- **Texte support**:
Non, le perroquet n'est pas seulement un imitateur de talent. perché sur une épaule, il est capable de comportements sociaux réfléchis et de mettre en place des stratégies élaborées grâce à une pure intelligence . Plusieurs scientifiques et biologistes ont étudié les comportements cognitifs de ses oiseaux magnifiques.
Durant prés de 30 ans, Irène Pepperberg, scientifique américaine, a appris à son perroquet Alex, un gris du Gabon devenu une star mondiale, des dizaines de mots, mais aussi de couleurs, de formes, de matières, de chiffres. Cet animal était capable de compter, de déterminer la nature de la matière de l'objet qu'on lui présentait, mais aussi de répondre à des questions, sans se tromper. Et surtout, il utilisait les mots qu'il connaissait à dessein, et dans des contextes précis.
Pour obtenir ces résultats, Irene Pepperberg utilisait le moteur de la frustration : ailes taillées et élevé seul, Alex était obligé de s'exprimer pour obtenir ce qu'il désirait. S'il avait vécu plus longtemps (l'espérance de vie de l'espèce est de plus de cinquante ans), l'animal aurait sans doute pu enrichir encore son vocabulaire.
En travaillant avec plusieurs spécimens, Dalila Bovet a d'abord constaté la spontanéité de leur apprentissage. « Zoé, Léo et Shango ont capté des mots et des situations qu'ils ont su replacer dans des contextes à-propos, explique la biologiste. Ils nous saluaient par exemple d'un "au revoir" le soir quand nous partions, mais jamais dans la journée quand nous quittions la pièce. Cela laisse entendre que leur pensée précédait les mots qu'ils utilisaient. »

- **Données fournies**:
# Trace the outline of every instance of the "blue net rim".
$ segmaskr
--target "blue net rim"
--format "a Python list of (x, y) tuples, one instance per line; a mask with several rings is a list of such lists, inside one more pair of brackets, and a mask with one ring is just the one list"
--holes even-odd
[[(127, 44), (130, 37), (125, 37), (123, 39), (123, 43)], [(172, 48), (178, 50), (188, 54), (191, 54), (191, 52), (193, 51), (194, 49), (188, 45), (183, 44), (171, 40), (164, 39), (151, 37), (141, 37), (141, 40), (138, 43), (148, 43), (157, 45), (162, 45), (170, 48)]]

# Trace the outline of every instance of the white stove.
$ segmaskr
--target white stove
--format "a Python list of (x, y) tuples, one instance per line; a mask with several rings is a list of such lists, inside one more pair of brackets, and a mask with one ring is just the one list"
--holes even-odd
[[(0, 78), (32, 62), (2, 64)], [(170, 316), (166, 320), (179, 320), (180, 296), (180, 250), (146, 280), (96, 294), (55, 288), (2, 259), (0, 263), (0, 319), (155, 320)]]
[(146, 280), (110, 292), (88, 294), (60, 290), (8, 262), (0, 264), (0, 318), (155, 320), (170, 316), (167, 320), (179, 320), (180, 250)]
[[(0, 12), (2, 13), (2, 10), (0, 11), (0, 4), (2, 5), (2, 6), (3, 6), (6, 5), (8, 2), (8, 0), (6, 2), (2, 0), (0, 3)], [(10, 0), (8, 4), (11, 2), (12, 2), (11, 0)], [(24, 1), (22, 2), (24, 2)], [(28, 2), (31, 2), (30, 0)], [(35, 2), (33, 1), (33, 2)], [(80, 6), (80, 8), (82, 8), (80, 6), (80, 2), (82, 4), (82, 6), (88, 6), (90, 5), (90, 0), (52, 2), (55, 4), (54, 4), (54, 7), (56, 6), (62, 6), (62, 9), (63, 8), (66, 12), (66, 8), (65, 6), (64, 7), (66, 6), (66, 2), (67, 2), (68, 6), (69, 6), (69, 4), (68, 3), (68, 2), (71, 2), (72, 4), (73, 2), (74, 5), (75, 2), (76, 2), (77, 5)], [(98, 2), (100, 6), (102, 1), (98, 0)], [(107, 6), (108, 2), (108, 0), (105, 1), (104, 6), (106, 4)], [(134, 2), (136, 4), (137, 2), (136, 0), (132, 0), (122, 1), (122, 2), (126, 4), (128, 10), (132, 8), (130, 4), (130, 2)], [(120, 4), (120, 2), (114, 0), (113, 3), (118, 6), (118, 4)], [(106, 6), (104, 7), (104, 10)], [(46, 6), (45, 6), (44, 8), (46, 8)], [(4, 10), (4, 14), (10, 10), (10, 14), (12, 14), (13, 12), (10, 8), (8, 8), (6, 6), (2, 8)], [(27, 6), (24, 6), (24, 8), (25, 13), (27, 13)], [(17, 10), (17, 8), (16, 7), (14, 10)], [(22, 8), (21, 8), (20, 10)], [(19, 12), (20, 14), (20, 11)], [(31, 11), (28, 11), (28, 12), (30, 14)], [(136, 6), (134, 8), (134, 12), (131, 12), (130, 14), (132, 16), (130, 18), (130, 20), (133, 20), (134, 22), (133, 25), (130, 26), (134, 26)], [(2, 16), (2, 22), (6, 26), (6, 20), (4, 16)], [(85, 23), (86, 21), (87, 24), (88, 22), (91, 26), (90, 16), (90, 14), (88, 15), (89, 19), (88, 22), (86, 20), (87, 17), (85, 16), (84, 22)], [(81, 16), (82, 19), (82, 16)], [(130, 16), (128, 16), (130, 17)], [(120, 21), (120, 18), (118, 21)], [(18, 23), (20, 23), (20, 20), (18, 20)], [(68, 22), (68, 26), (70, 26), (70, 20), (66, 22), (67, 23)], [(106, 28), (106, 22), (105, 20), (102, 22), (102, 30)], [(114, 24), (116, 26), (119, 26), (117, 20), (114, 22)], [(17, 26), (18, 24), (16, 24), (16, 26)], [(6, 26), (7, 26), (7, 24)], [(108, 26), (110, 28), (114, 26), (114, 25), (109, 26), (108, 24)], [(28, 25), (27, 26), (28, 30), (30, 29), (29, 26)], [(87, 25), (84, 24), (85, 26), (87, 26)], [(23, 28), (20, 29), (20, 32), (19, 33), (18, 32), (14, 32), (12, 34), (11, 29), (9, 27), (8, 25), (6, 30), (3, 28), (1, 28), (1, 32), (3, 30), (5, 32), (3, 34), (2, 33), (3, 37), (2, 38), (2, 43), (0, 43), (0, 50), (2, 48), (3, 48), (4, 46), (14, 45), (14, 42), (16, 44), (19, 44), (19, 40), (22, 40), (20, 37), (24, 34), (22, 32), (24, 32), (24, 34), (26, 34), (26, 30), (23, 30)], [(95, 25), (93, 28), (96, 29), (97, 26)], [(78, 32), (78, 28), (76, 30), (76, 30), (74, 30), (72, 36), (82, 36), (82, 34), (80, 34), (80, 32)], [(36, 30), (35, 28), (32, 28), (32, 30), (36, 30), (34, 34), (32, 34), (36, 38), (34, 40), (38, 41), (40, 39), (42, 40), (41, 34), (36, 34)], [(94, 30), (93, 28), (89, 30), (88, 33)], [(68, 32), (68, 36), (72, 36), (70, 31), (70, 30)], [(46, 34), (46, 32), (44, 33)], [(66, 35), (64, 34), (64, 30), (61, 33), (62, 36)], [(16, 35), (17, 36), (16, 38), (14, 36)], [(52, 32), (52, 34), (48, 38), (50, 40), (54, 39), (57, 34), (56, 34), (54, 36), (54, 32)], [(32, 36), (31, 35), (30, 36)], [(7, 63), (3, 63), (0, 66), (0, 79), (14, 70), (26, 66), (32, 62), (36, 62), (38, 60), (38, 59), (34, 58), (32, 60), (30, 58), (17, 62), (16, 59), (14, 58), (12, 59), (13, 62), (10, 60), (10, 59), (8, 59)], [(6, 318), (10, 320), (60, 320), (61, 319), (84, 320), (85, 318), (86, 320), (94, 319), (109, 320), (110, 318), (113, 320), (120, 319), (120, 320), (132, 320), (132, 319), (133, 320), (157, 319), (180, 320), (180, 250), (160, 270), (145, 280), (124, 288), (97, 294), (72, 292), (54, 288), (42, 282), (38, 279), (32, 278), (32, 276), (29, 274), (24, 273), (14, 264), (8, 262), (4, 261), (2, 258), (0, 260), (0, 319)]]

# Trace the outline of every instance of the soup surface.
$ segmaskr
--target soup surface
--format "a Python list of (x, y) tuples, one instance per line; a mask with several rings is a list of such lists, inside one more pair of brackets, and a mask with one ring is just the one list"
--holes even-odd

- **Travail demandé**:
1. D'après le texte sur les perroquets, répondez brièvement aux questions suivantes.
(a) À quelle espèce appartenait le perroquet Alex ?
(b) Quelle est l'espérance de vie de cette espèce ?
(c) Comment s'appellent les perroquets cités par Dalila Bovet ?
2. Poursuivez le texte sur les perroquets après sa dernière phrase.

- **Réponses attendues**:
1.
(a) Alex était un gris du Gabon.
(b) Elle est de plus de cinquante ans.
(c) Ils s'appellent Zoé, Léo et Shango.

2.
Plutôt que de se focaliser sur l'apprentissage des mots, la biologiste a cherché à comprendre leur langage. Après des mois de travail pour comparer des dizaines d'heures d'enregistrement, Dalila Bovet a fini par identifier une centaine de vocalises, dont un petit nombre renvoyaient à des émotions précises, comme la colère ou la surprise.
Mais, présentés à d'autres perroquets, ces cris ne provoquaient aucune réaction. « Nous en avons déduit que nos spécimens avaient inventé leur propre code de communication en se mettant d'accord pour associer un son à un contexte », explique-t-elle.
Confrontés à des situations complexes, Zoé, Léo et Shango étaient ainsi capables de comportements sociaux réfléchis et de stratégies élaborées. Dalila Bovet leur a par exemple présenté un plateau-repas relié à 2 ficelles pour mesurer leur niveau de coopération. Pour obtenir leur déjeuner, les perroquets devaient tirer chacun un bout. Sans difficulté, ils ont compris la consigne et se sont coordonnés.
Comme pour le primate, le cerveau du perroquet pourrait-il s'être développé sous l'influence du groupe ?
A l'état naturel, les gris du Gabon se rassemblent le soir pour se protéger des prédateurs, mais se séparent ou recréent de plus petits groupes le jour pour chercher de la nourriture. « Cette organisation a pu contribuer au développement d'un cerveau social, car elle demande une souplesse intellectuelle et des capacités de reconnaissance individuelles et de catégorisation pour identifier la place de chaque congénère du groupe dans sa propre sphère », explique Dalila Bovet.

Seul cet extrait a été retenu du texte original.